TASK INSTRUCTIONS | Print the whole listing below again, exactly as given.

** SOURCE INFORMATION follows **

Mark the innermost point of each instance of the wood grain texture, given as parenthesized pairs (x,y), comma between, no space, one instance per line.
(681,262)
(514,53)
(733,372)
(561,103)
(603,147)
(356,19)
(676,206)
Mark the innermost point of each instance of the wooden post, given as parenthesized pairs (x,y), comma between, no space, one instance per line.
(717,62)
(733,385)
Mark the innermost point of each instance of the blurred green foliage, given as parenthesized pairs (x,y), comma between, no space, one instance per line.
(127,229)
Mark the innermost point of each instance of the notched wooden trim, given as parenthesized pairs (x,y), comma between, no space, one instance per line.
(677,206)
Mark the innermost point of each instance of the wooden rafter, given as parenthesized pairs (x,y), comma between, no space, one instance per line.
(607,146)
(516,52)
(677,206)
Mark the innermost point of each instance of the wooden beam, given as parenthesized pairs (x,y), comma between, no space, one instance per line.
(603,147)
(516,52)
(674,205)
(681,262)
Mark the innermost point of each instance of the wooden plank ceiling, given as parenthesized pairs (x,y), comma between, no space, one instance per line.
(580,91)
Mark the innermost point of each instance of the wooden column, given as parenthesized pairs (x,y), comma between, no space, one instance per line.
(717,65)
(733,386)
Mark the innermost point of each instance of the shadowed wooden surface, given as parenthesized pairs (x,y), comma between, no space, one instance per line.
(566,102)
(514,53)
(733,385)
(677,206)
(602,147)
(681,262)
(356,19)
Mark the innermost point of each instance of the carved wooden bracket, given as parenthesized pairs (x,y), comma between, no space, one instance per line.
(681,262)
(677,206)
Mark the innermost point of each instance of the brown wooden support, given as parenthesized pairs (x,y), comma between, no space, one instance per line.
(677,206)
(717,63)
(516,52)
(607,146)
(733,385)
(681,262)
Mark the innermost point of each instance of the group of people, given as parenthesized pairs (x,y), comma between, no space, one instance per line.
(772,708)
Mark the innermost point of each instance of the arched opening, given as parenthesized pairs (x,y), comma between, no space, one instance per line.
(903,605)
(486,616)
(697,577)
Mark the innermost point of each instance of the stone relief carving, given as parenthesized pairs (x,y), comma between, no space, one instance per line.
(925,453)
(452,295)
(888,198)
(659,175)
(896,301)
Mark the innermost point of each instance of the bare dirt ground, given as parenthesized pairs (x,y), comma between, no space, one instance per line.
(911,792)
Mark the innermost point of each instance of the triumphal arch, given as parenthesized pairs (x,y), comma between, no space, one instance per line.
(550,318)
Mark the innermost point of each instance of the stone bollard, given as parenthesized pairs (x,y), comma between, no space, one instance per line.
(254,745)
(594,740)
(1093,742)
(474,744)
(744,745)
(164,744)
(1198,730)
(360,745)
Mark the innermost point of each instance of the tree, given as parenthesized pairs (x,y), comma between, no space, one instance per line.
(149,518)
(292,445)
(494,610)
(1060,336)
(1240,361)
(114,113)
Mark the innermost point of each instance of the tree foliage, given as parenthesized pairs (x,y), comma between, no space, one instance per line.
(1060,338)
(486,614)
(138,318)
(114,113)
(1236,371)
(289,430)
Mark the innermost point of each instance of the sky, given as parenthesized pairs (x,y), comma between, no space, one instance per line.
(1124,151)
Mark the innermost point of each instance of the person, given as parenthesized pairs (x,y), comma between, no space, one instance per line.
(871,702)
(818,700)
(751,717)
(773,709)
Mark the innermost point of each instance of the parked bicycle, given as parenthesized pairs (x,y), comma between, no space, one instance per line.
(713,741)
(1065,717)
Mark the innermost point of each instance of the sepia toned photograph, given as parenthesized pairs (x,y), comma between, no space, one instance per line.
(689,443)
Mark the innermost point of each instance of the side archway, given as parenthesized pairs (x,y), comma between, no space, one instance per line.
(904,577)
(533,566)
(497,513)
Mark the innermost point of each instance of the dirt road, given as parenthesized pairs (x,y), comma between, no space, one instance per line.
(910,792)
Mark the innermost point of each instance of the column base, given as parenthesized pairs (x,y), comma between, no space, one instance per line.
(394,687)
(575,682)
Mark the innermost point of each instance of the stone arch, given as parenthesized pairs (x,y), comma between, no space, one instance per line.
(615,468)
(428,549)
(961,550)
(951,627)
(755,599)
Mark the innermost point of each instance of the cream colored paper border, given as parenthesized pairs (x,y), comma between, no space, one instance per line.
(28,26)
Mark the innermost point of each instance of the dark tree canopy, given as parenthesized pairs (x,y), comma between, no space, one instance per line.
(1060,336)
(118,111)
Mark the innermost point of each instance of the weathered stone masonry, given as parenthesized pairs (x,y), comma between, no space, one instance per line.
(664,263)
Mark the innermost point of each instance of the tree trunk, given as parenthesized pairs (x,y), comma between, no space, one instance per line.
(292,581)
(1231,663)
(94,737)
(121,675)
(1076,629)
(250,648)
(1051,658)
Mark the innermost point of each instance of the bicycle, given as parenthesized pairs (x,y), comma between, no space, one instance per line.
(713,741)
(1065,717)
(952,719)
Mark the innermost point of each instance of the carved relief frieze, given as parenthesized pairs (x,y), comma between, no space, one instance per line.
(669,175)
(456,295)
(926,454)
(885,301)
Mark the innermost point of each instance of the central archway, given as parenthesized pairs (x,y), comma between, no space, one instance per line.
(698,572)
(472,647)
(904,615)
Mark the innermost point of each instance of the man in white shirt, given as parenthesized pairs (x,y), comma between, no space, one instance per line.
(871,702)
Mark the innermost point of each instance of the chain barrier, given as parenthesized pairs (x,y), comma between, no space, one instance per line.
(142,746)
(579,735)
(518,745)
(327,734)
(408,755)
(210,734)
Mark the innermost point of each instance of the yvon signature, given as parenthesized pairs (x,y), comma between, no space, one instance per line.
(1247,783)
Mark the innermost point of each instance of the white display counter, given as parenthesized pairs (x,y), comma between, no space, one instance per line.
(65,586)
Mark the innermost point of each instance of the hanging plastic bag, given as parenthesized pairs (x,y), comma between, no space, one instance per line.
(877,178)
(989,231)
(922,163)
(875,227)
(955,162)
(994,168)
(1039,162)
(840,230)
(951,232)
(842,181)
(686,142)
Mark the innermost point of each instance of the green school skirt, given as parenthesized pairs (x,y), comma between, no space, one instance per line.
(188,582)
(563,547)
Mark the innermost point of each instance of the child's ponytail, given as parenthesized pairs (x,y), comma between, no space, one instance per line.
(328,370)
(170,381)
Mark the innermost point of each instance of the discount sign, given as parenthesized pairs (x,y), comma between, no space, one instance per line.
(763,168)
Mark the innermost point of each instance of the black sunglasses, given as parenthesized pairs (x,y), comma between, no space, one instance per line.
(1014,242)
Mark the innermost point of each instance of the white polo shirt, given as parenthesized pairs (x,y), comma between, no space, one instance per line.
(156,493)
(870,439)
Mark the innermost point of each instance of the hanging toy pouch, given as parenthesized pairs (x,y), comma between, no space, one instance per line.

** End of SOURCE INFORMATION **

ANSWER FOR THIS EXERCISE |
Mark the innermost point of each instance of the wood grain texture, given as parenthesized pairs (x,y), comma between, no space, one instance per line.
(681,262)
(514,53)
(733,372)
(561,103)
(603,147)
(356,19)
(676,206)
Mark the innermost point of each instance of the wooden post, given as parenthesized pairs (x,y), comma between, no space, one instance per line.
(717,62)
(733,385)
Mark the innermost point of each instance of the blurred green foliage, given as parenthesized pairs (x,y), comma between, no space, one instance per line.
(127,229)
Mark the innermost point of each instance of the notched wooden trim, given as parenthesized pairs (x,y), comma between, no space, one instance per line.
(677,206)
Mark the innermost point of each instance of the wooden rafter, given as parenthesized pairs (x,y), comma between, no space, one instance per line.
(607,146)
(516,52)
(677,206)
Mark the innermost point of each instance of the wooden beam, given as parenthesized pairs (x,y), comma between, no space, one instance per line.
(603,147)
(516,52)
(674,205)
(681,262)
Mark the innermost point of each instance of the wooden plank ceiling, given as parenthesized pairs (x,y), comma between, no space, one instance per line.
(580,91)
Mark the innermost point of each instance of the wooden column, given as parenthesized pairs (x,y), comma between, no space, one instance per line.
(717,65)
(733,386)
Mark the innermost point of each instance of the shadowed wooden surface, given as parenthesized pairs (x,y), comma between, no space, one instance per line.
(566,102)
(514,53)
(733,385)
(677,206)
(602,147)
(681,262)
(356,19)
Mark the innermost point of each instance of the carved wooden bracket, given as parenthesized pairs (x,y), comma between, no space, one instance per line.
(681,262)
(677,206)
Mark the innermost point of each instance of the brown wooden support, given as parenthesized pairs (x,y), comma between, no space, one instance per line.
(677,206)
(717,63)
(516,52)
(607,146)
(733,385)
(681,262)
Mark the innermost point of each instance of the group of people, given as parenthesized pairs (x,y), comma between, no space, one instance per line.
(772,708)
Mark the innermost point of each instance of the arched opening, given as parenthesized pairs (x,y), comma between, no space, one instance per line.
(903,605)
(486,616)
(697,577)
Mark the innermost point of each instance of the stone relief carving, given as parenthesized pairs (x,y), comma between, no space, one instance per line.
(925,453)
(452,295)
(888,198)
(659,175)
(896,301)
Mark the innermost point of each instance of the bare dirt ground, given as parenthesized pairs (x,y), comma between, no space, one instance per line.
(911,792)
Mark the innermost point of each instance of the triumphal arch, given as parenthesized pairs (x,y), comma between, no space, one instance per line.
(550,318)
Mark the innermost point of each instance of the stone bollard, given as parenthesized pairs (x,y), comma between, no space, one instance per line.
(254,745)
(594,740)
(1093,742)
(474,744)
(744,745)
(164,744)
(1198,730)
(360,745)
Mark the innermost point of each instance of the tree, given as parenthesized pairs (x,y), comma between, no space, one instance per line.
(149,518)
(292,445)
(494,610)
(1060,336)
(1240,361)
(114,113)
Mark the innermost point of each instance of the tree foliage, given as parenthesized pairs (x,y), comma between, no space, one instance per line.
(1060,338)
(486,614)
(138,318)
(114,113)
(1236,371)
(289,430)
Mark the innermost point of each instance of the sky, given as parenthesized pairs (x,y), comma between, no space, one instance per line.
(1124,151)
Mark the innermost point of each instance of the person, given as parenthesized pairs (x,y), comma between, no space, one instance per line.
(871,702)
(818,700)
(751,717)
(773,709)
Mark the innermost point of each instance of the parked bicycle, given as parenthesized pairs (x,y), comma between, no space, one instance per line.
(713,741)
(1065,717)
Mark the innermost point of each instance of the sepia toned photograph, given as parenthesized pairs (x,y), comma between, no space, one instance per line.
(689,443)
Mark the innermost point of each instance of the side archway, given as parenthesized pairs (x,y), comma between, no space, one instance per line.
(904,577)
(533,566)
(497,513)
Mark the innermost point of each instance of the dirt road, given as parenthesized pairs (x,y), comma between, no space, one instance per line.
(910,792)
Mark the innermost point of each instance of the column base, given as parenthesized pairs (x,y), comma between, no space, one instance per line.
(394,687)
(575,682)
Mark the innermost point of each instance of the stone arch, given as parenthesized pairs (x,y), comma between, no space, one instance per line.
(615,468)
(428,549)
(961,550)
(951,627)
(755,599)
Mark the innermost point of each instance of the cream colored paper border, given as parenthesized pairs (x,y), comma between, no space, one instance per line.
(28,26)
Mark the innermost point of each instance of the dark tree canopy, given as parenthesized pairs (x,y), comma between, no space, one instance per line.
(1060,336)
(118,111)
Mark the innermost point of each instance of the weathered stone masonry, given as parenthesized pairs (x,y), comma between, no space, one instance per line.
(664,263)
Mark the innermost point of each instance of the tree trunk, given as parenthesized pairs (x,y), comma between, no space, one instance per line.
(292,581)
(1231,663)
(94,737)
(121,675)
(1076,629)
(250,648)
(1051,658)
Mark the innermost point of each instance of the bicycle, given as parenthesized pairs (x,y), comma between, no space, one instance per line.
(713,741)
(1065,717)
(952,719)
Mark the innermost point of each instance of the carved relief frieze, given as parenthesized pairs (x,y), comma between, no space, one instance per line.
(669,175)
(456,295)
(926,454)
(885,301)
Mark the innermost point of each instance of the central archway, given as parenthesized pairs (x,y), comma between, no space, one instance per line.
(698,572)
(472,647)
(904,615)
Mark the innermost point of each instance of the man in white shirt, given as parenthesized pairs (x,y), comma between, no space, one instance per line.
(871,702)
Mark the innermost point of each instance of the chain barrier, given as parenthesized pairs (x,y), comma between, no space, one instance per line.
(142,746)
(579,735)
(518,745)
(327,734)
(408,755)
(210,734)
Mark the innermost point of each instance of the yvon signature, given as parenthesized pairs (x,y), comma between, no space, one instance per line.
(1247,783)
Mark the innermost point of each instance of the white display counter, given as parenthesized pairs (x,y), comma between, no space, one instance per line.
(65,586)
Mark the innermost point of each instance of the hanging plastic bag, given as parenthesized pairs (x,y), comma between, no space, one instance per line.
(877,178)
(989,231)
(922,163)
(875,227)
(955,162)
(994,168)
(1039,162)
(840,230)
(951,232)
(842,181)
(686,142)
Mark the innermost point of each instance of the green school skirt, given as parenthesized pairs (x,y), comma between, no space, one instance per line.
(188,582)
(563,547)
Mark the innermost point of each instance of the child's ponytail, given as parenthesized pairs (x,y), comma between, no space, one instance per line.
(328,370)
(170,381)
Mark the innermost point of each instance of the discount sign, given as parenthesized pairs (x,y), comma between, no space, one instance per line.
(763,168)
Mark the innermost point of each instance of the black sunglasses, given as parenthesized pairs (x,y), comma between, no space, one instance per line.
(1014,242)
Mark the innermost point of each instance of the white polo shirt, given as parenthesized pairs (x,y), comma between, no space, one instance per line.
(156,493)
(870,439)
Mark the innermost point of each instance of the hanging toy pouch, given as parenthesized pairs (x,y), comma between, no space, one instance per line.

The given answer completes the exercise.